#### [PROBLEM]
Reproduce the Texas coaching staff passage word for word, from "Some new ideas" to "of last season.".

#### [SOURCE EXCERPT]
____________

The question in Austin, then, is will the overhaul of Mack Brown's coaching staff reverse the on-field fortunes and return the Longhorns to their usual status as championship contenders in the Big 12?
Some new ideas and styles were probably needed. Texas' offensive line and running attack were poor, quarterback Garrett Gilbert was inconsistent and mistake-prone, Texas struggled in the red zone and the defense was vulnerable against the run.
That's a long list of problems to be fixed. Brown and his new coaches have a lot of issues to address this spring to clean up the mess of last season.
Texas was the only team in the Big 12 South that wasn't bowl eligible last season, which means the Longhorns went from playing for the 2009 national title to sitting at home for the holidays.
Longtime offensive coordinator Greg Davis "resigned" after the season, and there will be co-coordinators this season with holdover Major Applewhite and newcomer Bryan Harsin. Harsin, who had been coordinator at Boise State, will call plays and also serve as quarterback coach. Applewhite will continue to oversee the running backs. The new offensive line coach is Stacy Searels, who had held the same position at Georgia. He replaces Mac McWhorter, who retired. The new wide receiver coach is Darrell Wyatt, who had been co-coordinator and wide receiver coach at Kansas. Wyatt, who's also a former assistant at Oklahoma and Oklahoma State, replaces Bobby Kennedy, who now is receivers coach at Colorado.
There's also a new coordinator on the other side of the ball. After Will Muschamp, who also had been Texas' coach-in-waiting, was hired as coach at Florida, Brown turned to the SEC for his replacement. The new guy is Manny Diaz, who spent last season coordinating Mississippi State's defense. He had been hired by the Bulldogs in December 2009 after a stint at Middle Tennessee. Brown also turned to the SEC for his new defensive tackle coach, nabbing Bo Davis off Alabama's staff. Davis replaces Mike Tolleson, who retired from coaching but now will be a fund-raiser at the school.
Secondary coach Duane Akina left for Arizona in January but returned to Austin last week. His return came after his replacement, Jerry Gray, spent less than two weeks on the job before leaving to become the defensive coordinator with the NFL's Tennessee Titans.
Here's a look at what the rebuilt coaching staff has to work with this spring.

____________

#### [DATA LISTING]
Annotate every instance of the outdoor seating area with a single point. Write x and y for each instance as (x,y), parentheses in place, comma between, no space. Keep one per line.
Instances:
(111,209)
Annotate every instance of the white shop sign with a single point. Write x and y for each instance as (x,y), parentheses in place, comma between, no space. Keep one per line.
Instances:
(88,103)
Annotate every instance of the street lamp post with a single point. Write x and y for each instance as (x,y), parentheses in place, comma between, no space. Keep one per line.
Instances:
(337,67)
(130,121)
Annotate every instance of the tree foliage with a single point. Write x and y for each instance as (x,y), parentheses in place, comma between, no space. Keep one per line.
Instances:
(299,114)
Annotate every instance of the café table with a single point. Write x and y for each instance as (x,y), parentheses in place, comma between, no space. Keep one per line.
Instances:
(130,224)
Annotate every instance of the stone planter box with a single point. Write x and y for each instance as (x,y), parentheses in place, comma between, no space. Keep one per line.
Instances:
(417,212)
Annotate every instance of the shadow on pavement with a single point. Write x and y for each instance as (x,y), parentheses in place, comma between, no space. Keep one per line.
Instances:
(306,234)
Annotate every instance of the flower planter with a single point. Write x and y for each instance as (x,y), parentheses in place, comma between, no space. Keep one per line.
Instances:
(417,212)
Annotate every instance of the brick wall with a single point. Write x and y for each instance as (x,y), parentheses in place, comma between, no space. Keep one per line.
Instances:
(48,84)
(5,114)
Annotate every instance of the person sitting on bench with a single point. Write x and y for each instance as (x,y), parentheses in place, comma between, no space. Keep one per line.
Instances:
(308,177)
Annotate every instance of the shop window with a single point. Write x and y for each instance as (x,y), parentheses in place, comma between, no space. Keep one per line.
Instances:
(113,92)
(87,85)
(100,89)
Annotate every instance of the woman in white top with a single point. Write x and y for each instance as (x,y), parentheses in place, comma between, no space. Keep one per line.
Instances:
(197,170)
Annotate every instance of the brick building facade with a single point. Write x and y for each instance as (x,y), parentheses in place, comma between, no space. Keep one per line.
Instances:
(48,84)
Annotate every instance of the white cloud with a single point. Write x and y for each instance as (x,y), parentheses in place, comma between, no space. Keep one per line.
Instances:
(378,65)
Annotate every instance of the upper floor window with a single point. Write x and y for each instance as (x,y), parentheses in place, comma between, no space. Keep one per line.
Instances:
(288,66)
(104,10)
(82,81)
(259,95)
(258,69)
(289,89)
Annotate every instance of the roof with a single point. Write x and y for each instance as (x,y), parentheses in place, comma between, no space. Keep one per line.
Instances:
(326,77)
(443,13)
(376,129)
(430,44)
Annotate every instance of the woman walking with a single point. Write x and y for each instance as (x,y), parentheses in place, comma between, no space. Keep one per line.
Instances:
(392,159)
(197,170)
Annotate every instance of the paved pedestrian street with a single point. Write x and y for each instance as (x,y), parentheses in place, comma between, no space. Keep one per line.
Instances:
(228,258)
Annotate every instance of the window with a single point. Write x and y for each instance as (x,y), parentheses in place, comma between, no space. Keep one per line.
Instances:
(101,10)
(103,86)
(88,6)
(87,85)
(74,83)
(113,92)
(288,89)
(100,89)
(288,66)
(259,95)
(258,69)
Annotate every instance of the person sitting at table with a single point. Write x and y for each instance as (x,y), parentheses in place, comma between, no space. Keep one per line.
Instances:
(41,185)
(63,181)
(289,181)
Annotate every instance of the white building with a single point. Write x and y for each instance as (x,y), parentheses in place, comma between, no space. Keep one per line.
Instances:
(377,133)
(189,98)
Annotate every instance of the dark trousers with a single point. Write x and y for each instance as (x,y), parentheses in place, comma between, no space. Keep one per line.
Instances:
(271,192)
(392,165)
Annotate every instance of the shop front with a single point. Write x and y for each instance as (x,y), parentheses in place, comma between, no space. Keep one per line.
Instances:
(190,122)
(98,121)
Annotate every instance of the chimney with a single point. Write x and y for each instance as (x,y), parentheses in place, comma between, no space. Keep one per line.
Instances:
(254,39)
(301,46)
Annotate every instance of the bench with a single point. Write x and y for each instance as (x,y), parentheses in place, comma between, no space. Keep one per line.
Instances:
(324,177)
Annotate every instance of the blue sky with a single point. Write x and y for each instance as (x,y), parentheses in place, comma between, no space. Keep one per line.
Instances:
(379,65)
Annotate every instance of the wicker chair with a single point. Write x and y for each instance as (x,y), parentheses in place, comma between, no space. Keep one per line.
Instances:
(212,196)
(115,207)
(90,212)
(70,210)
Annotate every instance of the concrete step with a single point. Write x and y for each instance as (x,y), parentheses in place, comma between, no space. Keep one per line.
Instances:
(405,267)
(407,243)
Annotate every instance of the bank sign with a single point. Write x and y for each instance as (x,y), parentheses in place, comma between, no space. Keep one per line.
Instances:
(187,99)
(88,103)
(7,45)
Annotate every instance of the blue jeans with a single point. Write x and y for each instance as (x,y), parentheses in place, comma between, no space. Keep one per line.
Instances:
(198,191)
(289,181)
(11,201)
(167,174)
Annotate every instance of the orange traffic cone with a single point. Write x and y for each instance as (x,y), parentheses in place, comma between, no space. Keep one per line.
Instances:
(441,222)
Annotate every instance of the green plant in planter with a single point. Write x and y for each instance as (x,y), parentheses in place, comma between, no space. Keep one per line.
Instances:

____________

#### [OUTPUT OF THE TASK]
Some new ideas and styles were probably needed. Texas' offensive line and running attack were poor, quarterback Garrett Gilbert was inconsistent and mistake-prone, Texas struggled in the red zone and the defense was vulnerable against the run.
That's a long list of problems to be fixed. Brown and his new coaches have a lot of issues to address this spring to clean up the mess of last season.